_Exercise prompt_.
Once you have located the line containing "Target: baseboard trim" in the material below, return it exactly along with each line after it through the line containing "Target: staircase".

_Data to examine_.
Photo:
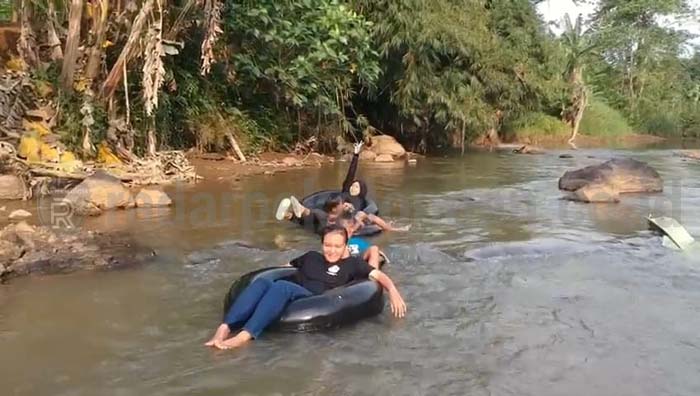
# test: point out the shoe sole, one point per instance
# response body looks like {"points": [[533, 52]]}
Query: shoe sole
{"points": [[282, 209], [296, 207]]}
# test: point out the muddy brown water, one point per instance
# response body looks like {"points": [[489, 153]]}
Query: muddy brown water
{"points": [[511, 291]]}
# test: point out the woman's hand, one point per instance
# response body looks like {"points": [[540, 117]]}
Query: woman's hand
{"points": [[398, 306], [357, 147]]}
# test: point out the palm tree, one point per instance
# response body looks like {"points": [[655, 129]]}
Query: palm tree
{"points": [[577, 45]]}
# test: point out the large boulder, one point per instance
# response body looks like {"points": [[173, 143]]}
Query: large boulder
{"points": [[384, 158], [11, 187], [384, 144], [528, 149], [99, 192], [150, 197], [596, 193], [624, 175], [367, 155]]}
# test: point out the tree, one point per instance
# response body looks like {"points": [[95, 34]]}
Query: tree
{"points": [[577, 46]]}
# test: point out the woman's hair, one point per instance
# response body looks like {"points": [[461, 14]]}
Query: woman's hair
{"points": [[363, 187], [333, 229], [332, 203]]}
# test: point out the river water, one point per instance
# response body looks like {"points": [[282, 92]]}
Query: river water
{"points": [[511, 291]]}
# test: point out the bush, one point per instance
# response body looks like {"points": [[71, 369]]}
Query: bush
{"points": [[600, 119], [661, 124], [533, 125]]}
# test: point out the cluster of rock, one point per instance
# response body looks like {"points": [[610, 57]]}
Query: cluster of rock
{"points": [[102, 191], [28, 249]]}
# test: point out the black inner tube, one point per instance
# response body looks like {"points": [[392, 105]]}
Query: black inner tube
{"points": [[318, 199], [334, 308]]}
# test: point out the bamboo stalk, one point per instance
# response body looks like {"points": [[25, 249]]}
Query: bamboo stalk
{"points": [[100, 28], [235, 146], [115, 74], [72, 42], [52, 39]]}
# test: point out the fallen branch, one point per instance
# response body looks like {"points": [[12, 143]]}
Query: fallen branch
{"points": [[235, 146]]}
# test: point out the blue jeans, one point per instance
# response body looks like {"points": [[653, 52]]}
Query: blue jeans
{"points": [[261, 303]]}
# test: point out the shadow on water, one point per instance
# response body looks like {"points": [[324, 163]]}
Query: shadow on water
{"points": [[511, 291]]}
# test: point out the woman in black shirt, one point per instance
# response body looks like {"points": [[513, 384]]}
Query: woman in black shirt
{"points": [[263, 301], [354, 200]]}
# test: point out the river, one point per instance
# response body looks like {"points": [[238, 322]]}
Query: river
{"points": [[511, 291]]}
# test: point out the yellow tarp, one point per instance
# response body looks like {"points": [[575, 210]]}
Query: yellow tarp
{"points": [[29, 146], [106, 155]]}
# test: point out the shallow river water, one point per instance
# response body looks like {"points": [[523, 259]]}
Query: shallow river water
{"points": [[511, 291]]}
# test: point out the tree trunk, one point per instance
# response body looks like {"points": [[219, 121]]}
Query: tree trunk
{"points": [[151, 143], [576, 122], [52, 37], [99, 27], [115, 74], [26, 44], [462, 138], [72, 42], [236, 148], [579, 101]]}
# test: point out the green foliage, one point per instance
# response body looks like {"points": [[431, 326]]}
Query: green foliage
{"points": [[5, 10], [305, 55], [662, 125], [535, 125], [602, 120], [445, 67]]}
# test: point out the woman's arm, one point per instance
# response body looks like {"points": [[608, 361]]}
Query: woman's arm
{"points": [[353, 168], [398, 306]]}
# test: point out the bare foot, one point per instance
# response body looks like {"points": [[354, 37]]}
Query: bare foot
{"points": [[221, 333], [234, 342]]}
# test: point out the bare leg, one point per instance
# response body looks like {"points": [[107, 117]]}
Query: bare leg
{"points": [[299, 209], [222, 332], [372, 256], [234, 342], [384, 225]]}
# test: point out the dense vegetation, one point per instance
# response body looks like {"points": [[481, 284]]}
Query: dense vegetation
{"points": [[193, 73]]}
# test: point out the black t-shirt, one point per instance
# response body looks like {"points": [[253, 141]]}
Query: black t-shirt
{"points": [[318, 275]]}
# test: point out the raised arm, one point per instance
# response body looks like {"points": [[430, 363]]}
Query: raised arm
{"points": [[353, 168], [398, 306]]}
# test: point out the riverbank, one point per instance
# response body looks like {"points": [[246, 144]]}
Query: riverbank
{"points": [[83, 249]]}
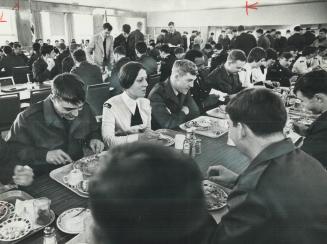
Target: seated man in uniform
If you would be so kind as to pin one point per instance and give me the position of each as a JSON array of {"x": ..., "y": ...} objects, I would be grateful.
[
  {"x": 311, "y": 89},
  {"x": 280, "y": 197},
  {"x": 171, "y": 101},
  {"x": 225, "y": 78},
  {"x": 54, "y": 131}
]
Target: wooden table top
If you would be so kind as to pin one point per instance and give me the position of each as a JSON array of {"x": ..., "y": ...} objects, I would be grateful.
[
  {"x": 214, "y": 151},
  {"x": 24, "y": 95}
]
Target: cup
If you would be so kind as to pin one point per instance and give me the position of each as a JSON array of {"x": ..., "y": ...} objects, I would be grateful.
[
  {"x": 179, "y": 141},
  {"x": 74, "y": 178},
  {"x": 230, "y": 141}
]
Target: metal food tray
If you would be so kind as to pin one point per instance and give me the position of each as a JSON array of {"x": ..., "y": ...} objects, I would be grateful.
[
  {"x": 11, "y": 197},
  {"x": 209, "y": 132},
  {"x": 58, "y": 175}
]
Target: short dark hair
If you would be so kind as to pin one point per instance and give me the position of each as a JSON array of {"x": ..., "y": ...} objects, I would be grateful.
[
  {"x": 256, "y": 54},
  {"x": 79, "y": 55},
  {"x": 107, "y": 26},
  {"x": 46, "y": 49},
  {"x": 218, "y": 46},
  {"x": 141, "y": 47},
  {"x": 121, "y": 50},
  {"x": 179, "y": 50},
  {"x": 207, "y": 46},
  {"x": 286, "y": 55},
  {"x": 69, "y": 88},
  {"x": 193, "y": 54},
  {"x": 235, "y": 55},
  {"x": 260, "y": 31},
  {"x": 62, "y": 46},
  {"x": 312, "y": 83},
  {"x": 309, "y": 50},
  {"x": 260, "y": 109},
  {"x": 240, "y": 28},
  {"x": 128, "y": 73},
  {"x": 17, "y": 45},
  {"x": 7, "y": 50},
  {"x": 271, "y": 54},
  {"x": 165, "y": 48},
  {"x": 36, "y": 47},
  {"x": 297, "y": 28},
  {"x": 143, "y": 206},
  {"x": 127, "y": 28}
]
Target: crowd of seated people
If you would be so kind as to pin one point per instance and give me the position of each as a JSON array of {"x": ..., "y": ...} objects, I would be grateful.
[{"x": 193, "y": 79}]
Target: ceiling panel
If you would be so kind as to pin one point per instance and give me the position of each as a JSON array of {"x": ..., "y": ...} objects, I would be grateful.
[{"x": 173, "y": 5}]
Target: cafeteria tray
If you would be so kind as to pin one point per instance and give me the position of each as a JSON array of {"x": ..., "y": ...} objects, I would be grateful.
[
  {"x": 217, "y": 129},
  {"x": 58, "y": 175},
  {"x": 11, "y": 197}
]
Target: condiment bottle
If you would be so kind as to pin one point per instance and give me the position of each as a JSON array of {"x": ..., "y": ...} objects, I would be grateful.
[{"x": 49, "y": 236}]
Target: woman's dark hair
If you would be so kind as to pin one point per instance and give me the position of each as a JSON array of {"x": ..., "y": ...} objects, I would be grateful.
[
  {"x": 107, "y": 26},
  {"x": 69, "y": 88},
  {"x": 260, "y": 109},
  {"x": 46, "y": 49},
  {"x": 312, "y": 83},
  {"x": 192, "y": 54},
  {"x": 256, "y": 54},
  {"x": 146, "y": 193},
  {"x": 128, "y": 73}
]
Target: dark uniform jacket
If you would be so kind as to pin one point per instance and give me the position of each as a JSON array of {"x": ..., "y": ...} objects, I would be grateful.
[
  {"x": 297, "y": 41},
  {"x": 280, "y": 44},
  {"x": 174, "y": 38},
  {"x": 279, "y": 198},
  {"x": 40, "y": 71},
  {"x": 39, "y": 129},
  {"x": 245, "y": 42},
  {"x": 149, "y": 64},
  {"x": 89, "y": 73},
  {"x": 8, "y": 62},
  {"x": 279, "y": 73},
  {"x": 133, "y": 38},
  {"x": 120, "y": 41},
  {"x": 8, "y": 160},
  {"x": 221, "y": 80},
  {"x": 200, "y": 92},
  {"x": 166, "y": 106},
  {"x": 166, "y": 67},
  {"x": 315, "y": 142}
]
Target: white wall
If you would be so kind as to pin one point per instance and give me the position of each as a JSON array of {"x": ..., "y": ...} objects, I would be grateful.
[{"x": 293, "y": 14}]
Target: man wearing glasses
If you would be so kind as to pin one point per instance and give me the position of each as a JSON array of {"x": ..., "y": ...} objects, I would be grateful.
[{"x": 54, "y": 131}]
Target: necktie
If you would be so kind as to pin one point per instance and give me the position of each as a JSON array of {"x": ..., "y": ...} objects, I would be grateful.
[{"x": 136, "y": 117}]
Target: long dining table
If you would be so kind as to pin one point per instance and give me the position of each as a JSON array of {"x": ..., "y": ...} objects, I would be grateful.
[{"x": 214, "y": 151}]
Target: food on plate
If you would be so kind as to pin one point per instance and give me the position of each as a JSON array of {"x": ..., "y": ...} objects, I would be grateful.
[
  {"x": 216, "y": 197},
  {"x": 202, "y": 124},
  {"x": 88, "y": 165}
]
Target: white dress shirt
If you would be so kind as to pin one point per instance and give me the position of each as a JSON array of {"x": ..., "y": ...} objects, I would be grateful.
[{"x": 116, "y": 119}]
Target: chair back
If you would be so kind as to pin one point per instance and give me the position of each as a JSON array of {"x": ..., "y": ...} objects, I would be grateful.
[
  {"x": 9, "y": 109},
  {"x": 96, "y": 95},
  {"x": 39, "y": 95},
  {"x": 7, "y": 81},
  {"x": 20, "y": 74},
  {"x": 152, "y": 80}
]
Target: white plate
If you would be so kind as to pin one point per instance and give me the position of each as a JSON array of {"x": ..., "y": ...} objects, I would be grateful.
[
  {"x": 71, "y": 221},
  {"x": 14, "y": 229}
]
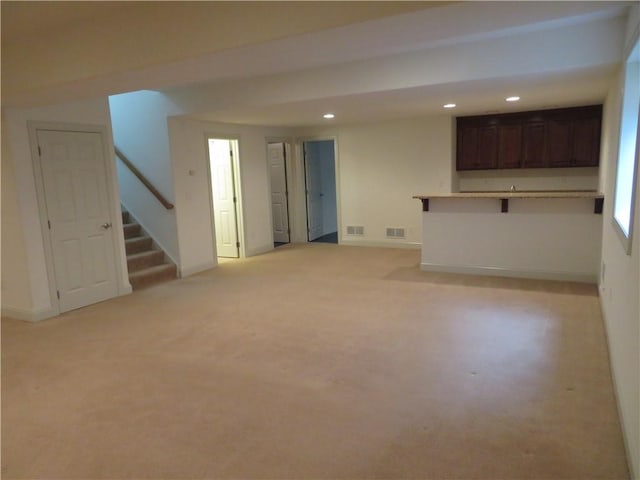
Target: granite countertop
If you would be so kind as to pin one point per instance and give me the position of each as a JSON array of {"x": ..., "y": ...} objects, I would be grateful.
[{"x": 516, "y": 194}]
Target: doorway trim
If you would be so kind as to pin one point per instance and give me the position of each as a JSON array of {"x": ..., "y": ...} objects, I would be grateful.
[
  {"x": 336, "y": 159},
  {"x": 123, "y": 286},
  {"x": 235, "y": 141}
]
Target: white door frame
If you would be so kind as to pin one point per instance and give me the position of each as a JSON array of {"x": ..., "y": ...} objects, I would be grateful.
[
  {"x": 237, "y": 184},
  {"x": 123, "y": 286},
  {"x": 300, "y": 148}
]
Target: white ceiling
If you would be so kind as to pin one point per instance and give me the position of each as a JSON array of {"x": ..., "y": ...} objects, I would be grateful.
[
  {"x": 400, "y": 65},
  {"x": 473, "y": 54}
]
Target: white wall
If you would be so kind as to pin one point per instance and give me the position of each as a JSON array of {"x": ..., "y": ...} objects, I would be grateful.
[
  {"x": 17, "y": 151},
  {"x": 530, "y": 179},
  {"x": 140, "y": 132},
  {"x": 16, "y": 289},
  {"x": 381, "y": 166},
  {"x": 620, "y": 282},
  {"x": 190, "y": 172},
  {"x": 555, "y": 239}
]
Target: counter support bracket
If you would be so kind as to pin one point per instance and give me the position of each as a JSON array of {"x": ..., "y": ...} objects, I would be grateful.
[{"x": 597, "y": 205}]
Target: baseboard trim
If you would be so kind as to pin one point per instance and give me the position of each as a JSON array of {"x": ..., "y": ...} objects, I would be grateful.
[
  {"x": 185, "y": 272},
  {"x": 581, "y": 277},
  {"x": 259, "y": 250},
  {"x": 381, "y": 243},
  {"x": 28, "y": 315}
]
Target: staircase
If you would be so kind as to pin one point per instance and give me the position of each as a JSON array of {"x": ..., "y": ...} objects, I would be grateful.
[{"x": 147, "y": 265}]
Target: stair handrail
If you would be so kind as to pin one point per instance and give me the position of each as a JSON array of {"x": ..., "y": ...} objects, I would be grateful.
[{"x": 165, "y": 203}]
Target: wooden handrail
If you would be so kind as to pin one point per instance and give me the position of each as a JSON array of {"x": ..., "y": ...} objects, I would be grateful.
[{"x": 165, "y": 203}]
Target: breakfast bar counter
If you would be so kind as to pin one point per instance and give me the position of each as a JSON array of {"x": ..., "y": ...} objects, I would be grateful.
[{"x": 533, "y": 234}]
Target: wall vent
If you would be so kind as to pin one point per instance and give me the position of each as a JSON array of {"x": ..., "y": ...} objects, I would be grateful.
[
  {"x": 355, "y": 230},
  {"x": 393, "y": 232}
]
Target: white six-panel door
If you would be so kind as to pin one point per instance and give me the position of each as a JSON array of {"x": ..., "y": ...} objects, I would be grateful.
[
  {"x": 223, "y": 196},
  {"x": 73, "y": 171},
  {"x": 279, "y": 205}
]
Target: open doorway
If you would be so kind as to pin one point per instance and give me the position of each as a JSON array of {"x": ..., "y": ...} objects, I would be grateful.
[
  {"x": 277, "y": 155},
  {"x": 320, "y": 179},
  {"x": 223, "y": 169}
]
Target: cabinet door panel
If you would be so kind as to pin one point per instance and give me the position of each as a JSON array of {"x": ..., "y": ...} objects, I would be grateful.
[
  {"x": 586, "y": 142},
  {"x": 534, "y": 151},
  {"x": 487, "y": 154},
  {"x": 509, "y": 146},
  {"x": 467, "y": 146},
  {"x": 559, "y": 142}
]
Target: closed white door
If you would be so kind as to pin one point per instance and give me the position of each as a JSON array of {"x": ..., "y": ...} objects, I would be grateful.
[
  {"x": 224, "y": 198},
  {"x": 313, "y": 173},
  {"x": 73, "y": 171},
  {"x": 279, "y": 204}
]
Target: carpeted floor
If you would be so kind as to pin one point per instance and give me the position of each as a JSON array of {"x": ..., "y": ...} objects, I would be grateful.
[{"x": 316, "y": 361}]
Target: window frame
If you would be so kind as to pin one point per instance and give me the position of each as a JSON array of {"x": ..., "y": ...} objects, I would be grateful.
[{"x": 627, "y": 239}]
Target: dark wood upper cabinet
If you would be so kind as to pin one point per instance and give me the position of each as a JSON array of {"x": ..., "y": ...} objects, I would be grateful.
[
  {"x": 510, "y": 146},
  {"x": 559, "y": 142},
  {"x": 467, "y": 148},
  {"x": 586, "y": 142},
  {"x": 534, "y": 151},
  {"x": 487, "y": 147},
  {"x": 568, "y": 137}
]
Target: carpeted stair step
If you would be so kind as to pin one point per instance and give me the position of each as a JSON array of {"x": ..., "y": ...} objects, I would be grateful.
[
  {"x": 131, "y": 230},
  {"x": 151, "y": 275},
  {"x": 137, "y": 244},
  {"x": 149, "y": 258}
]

_Task output_.
Target: baseboard trim
If you would be so kind as to pin one point per instance and give me the position of each as a JSON array of {"x": ..., "y": ...} objects, I would be grateful.
[
  {"x": 185, "y": 272},
  {"x": 581, "y": 277},
  {"x": 259, "y": 250},
  {"x": 381, "y": 243},
  {"x": 28, "y": 315}
]
Target: staircase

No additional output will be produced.